— Begin EXERCISE INPUTS —
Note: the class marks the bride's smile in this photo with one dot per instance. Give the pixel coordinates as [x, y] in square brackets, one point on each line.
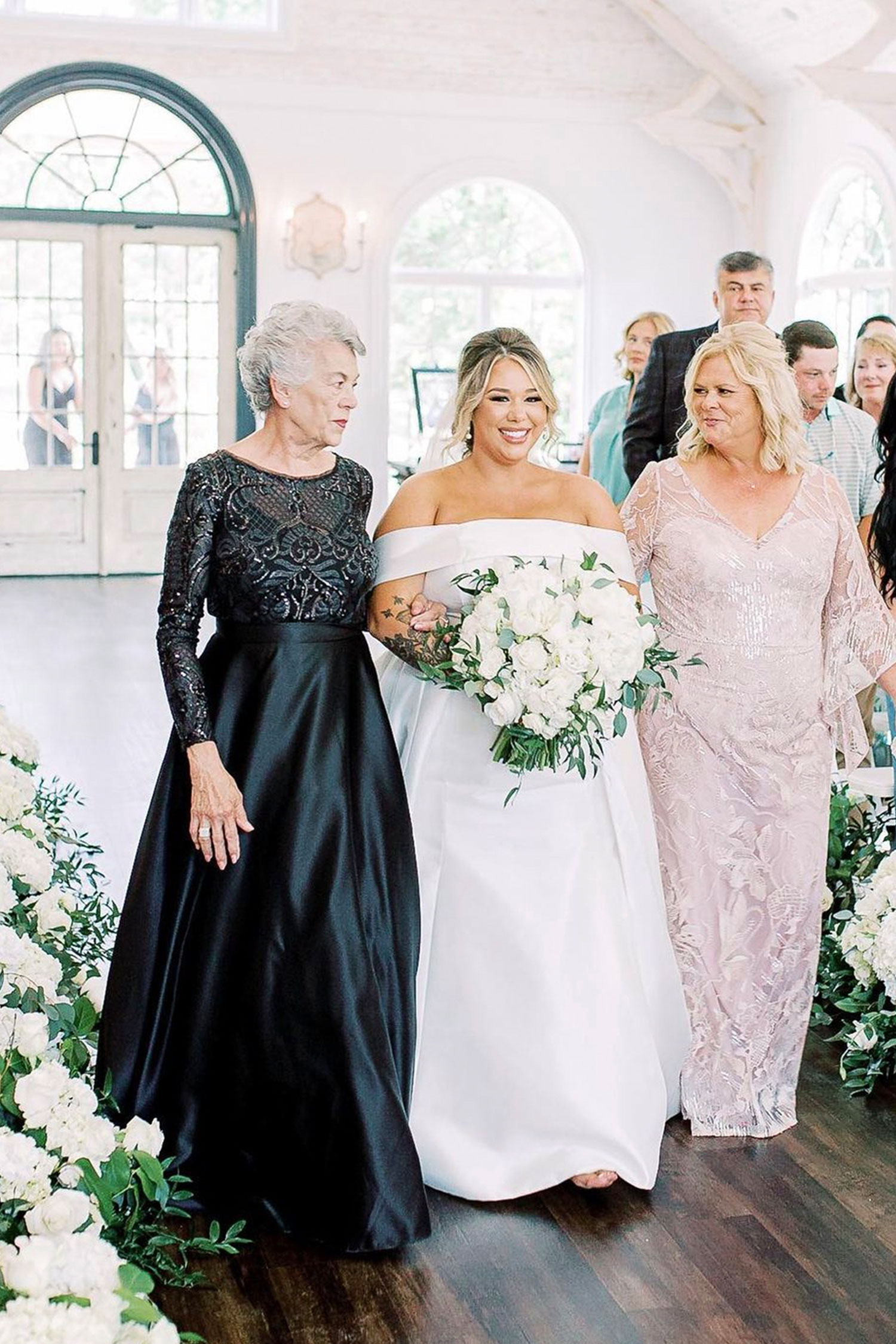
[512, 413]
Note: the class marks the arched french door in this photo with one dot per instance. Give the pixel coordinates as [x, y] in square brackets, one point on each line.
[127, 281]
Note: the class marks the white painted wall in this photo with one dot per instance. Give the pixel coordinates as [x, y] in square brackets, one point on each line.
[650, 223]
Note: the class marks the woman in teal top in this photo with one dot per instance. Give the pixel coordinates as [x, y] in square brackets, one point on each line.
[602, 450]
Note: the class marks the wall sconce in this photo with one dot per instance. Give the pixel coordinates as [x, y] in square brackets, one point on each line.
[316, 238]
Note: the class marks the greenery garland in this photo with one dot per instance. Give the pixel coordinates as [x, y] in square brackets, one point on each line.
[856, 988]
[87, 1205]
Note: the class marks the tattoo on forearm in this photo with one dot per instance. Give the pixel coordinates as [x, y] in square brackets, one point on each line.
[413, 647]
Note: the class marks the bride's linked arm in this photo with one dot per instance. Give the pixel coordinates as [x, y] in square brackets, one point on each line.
— End EXERCISE INPUTS —
Reproduce each of the items above word for word, and leave the picture out of your copy.

### RESPONSE TO THE TASK:
Note: the class marks the bride's smile in this photo with one dot per instance. Give the pixel coordinates as [x, y] in square brackets, one point on each line.
[512, 413]
Note: the class marks the arched french door in this photo with one dot per instance. Give the pixel coordinates as [x, y] in square brackets, one point on each line.
[127, 281]
Note: the class marks the white painted wall in this photo with one dot per instance. Give the pixel coordinates as [x, y] in square brackets, one point on each line.
[650, 223]
Note: the class marks the woman in teal top in this photo with one dot per instance. Give the pixel coordinates as [x, y] in square brackets, one point on each line.
[602, 450]
Note: the class marks the wall sconce in this photo with one dot per instance. Give the pixel coordinates as [x, y] in square brackets, one point on each line.
[316, 238]
Note: the class marks the greenery garland in this photo with one dot per instance. Give the pixel coordinates as [x, y] in square brackets, one point on each line.
[856, 988]
[87, 1205]
Note: the class marks the tattoo on forearm in this photo with one dot per instance. Give the pixel coordinates as [x, y] in square brackets, one point on each line.
[413, 647]
Note: the class marks the bride's linked arm in this photo with one dot per instance. Give the pixel coordinates as [x, y] in square brackets, one point on each line.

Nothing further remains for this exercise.